YOUR TASK
Omit the pictures, then reproduce every remaining record exactly.

[Data entries]

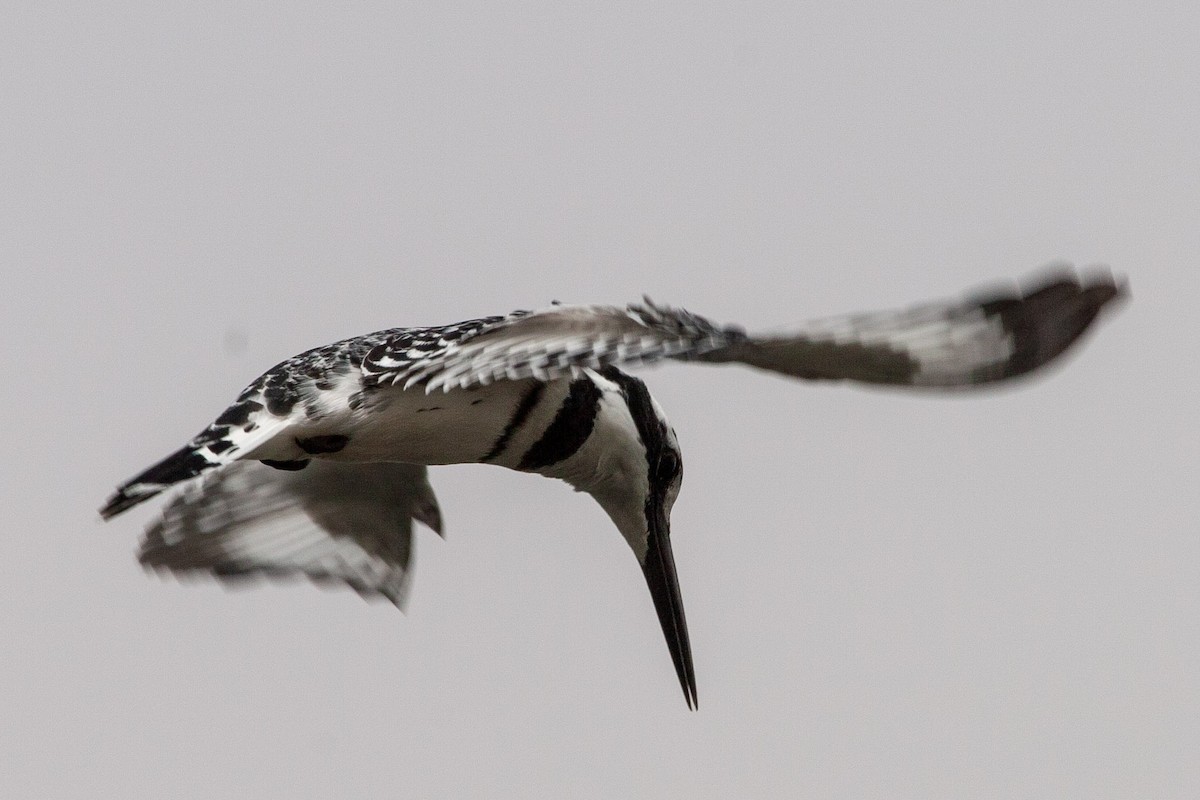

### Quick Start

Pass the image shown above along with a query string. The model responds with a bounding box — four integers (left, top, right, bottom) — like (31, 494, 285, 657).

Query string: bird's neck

(515, 373, 644, 486)
(517, 374, 651, 558)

ANSWER SECTION
### Quick Start

Pass the image shown above along with a query string. The model responds with a bounding box — four integers (left, top, right, bottom) — like (31, 494, 285, 657).

Query string: bird's neck

(515, 373, 644, 486)
(517, 374, 651, 558)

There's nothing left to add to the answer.